━━━ EXTRACTED INFORMATION

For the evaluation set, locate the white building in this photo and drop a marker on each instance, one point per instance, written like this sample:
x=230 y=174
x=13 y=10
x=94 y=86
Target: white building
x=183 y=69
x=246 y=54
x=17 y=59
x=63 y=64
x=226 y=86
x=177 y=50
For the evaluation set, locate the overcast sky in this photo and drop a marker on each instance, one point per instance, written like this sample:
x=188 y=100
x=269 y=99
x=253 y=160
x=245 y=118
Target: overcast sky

━━━━━━

* [SHORT PROBLEM]
Could you repeat the lines from the one that has "For the evaluation set, locate the overcast" through the end of the material, swapping "overcast sky" for "cloudy sky" and leaving everything else unchanged?

* [IN RESPONSE]
For the evaluation set, locate the cloudy sky in this photo and drop a marker on each instance, one point per instance, written like this sample:
x=188 y=100
x=269 y=99
x=253 y=160
x=245 y=118
Target: cloudy sky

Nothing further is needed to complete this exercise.